Stored data entries
┌──

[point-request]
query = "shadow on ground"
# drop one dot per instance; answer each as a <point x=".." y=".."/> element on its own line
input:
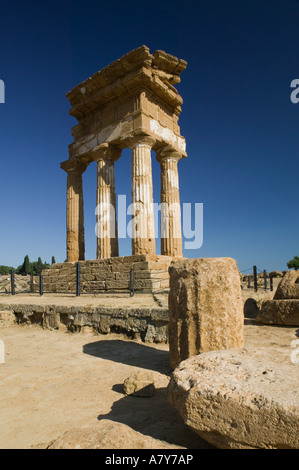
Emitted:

└──

- [Aim of the task]:
Wherever the word "point" occurs in the data, copy that whole line.

- [Finished exercise]:
[point-request]
# drop one dot per instance; answer each as a <point x=".." y=".."/> element on its own line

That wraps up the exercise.